→ Lesetext
---*---

Wanderung mit Schäfermeister Bernd Keller im Odenwald
Bei Bernd Kellers "Lammguck"-Wanderung hören 120 Interessierte von den Folgen des trockenen Sommers.
Von Kirsten Sundermann
Rauf auf die neue Weide dürfen Bernd Kellers Schafe - interessiert beobachtet von 120 Wanderern.
(Foto: Kirsten Sundermann)
Jetzt teilen:
Jetzt teilen:
LANGENBROMBACH/REHBACH - Wenn der Rehbacher Schäfermeister Bernd Keller zu seinen "Lammguck"-Wanderungen aufruft, dann kommen die Menschen in Scharen, um sich dieses besondere Erlebnis nicht entgehen zu lassen. Nicht einmal "ein richtiges Sauwetter" kann sie dann davon abhalten, den sympathischen Tierfreund und -halter zu begleiten. Und so durfte Keller im Hof des Odenwald-Gasthauses "Zum Löwen" in Langenbrombach auch diesmal wieder gut 120 Wanderer begrüßen, die zudem mehrere Hunde mitgebracht hatten.
Der erste Kommentar des Schäfers galt natürlich dem Wetter - über das er sich gewaltig freute. Denn "die Natur braucht dringend Regen", erklärte er. Und kündigte gleich eine kleine Programmänderung an: So sollten seine Schafe diesmal nicht - wie angekündigt - von der Sommerweide in den Winterstall begleitet werden, sondern "nur" von einer Weide zu einer anderen.
Extreme Witterung verringert Wintervorräte
Wegen des trockenen und heißen Sommers habe er nur sehr wenig Heu machen und Wintervorräte aufbauen können. Die Tiere sollten daher in diesem Jahr so lang wie möglich draußen bleiben, "um sich noch ein Weilchen selbst zu versorgen".
VIELFÄLTIG ENGAGIERT
Bernd Keller ist gelernter Automobilverkäufer, hat aber schon lange eine Schwäche für Schafe. Daher ließ er sich zum Tierwirt der Fachrichtung Schafhaltung ausbilden und legte auch die Prüfung zum Schäfermeister ab. Die Schäferei Keller erfüllt die Qualitätskriterien der Regionalmarke Odenwald und ist offizieller Lieferant der Odenwald-Gasthäuser.
Keller engagiert sich überdies als Vorsitzender im Odenwälder Schäferverein für die Belange der Tiere und ihrer Besitzer, die ihre Herden weitestgehend im Nebenerwerb halten. Mehr auf www.schaeferverein-odenwaldkreis.de. (sun/jös)

---*---

→ Angezeigte Zeilen
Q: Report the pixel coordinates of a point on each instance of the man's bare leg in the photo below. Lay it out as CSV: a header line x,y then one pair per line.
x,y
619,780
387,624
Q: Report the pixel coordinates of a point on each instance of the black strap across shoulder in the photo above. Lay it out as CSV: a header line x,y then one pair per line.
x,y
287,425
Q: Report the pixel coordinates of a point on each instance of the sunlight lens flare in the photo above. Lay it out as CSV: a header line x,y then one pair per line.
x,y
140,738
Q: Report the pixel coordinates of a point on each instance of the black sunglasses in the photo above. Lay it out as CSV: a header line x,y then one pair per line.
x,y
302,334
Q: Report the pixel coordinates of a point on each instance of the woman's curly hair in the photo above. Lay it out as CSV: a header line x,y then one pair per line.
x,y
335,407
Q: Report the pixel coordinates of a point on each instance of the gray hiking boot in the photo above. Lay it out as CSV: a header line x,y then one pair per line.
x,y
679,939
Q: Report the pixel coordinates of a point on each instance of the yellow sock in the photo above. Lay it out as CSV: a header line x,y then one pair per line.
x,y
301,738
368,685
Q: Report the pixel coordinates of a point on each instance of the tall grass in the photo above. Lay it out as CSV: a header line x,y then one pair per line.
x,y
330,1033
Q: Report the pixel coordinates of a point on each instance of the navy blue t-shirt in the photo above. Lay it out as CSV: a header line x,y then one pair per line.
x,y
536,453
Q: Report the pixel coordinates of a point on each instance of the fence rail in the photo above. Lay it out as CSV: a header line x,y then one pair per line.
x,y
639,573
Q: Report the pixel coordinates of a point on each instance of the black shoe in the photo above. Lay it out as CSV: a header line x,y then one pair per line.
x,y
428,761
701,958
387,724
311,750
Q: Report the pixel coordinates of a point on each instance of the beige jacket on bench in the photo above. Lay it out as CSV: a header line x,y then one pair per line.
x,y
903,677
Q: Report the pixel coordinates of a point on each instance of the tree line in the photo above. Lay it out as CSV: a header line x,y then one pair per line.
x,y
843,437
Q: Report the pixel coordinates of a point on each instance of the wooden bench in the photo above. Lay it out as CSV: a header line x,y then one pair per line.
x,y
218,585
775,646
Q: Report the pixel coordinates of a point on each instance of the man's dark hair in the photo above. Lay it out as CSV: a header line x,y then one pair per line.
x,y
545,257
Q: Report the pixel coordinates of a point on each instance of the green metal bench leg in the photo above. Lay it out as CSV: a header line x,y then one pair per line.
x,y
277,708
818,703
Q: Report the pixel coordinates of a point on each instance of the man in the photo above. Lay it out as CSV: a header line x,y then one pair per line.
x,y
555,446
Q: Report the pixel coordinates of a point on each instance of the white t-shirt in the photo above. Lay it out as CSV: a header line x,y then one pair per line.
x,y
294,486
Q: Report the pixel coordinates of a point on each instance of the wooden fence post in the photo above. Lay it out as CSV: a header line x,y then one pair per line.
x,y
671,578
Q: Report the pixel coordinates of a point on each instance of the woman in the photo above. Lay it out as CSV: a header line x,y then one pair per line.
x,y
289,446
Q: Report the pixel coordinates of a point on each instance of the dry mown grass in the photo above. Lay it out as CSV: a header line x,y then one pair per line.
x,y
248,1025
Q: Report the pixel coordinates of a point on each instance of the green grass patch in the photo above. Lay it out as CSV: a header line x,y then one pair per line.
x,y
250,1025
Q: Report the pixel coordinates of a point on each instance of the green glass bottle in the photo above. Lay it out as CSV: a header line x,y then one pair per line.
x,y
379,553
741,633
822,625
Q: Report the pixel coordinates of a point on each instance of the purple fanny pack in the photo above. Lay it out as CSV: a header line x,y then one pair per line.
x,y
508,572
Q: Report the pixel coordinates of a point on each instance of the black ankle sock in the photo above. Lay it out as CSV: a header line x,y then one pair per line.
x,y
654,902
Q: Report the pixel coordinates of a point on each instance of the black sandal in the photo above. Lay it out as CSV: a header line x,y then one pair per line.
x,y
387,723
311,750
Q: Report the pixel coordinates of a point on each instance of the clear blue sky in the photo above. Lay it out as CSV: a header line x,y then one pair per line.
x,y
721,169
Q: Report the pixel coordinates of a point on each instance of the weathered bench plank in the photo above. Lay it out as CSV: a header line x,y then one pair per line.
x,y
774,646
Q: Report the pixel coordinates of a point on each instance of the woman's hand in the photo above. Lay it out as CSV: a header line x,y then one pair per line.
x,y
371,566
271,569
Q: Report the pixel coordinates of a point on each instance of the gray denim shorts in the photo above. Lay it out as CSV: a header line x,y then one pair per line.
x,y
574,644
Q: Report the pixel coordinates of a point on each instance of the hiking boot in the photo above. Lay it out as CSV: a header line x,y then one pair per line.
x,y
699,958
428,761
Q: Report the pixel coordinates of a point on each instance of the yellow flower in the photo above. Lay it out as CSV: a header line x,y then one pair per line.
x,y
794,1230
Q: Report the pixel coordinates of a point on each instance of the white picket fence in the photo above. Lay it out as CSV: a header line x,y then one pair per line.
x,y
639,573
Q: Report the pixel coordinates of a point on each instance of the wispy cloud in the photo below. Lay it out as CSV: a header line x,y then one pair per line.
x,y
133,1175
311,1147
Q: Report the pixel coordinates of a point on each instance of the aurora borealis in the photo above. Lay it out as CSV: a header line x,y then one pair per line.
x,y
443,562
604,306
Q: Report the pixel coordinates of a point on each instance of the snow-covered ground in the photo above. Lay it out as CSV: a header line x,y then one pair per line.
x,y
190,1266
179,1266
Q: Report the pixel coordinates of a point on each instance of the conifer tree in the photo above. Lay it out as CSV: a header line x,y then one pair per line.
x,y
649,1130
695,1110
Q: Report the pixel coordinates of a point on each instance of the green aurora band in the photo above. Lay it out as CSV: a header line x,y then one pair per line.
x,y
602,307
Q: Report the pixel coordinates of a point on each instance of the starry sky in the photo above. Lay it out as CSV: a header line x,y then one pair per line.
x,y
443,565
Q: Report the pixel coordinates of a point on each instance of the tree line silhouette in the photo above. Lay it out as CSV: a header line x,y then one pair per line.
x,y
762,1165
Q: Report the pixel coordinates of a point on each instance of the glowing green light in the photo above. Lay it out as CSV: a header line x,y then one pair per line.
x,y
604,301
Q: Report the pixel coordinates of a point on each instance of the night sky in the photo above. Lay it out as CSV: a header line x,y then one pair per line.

---*---

→ Aufgaben
- a) Beantworte anhand des Artikels über die Lammguck-Wanderung:
(i) Wie viele Wanderer begrüßte Keller im Hof des Gasthauses „Zum Löwen“?
(ii) Weshalb konnte Keller nur sehr wenig Heu machen?
(iii) Welchen Beruf hat Keller ursprünglich gelernt?
- b) Übersetze den folgenden Satz aus dem Artikel über die Lammguck-Wanderung ins Englische: „Wegen des trockenen und heißen Sommers habe er nur sehr wenig Heu machen und Wintervorräte aufbauen können.“
- c) Liste jeden Ausdruck, der im Artikel über die Lammguck-Wanderung in Anführungszeichen steht, einmal auf.

→ Lösungen
- a)
(i) Gut 120 Wanderer.
(ii) Wegen des trockenen und heißen Sommers.
(iii) Automobilverkäufer.

- b) Because of the dry and hot summer, he had only been able to make very little hay and build up winter supplies.

- c)
- Lammguck
- ein richtiges Sauwetter
- Zum Löwen
- die Natur braucht dringend Regen
- nur
- um sich noch ein Weilchen selbst zu versorgen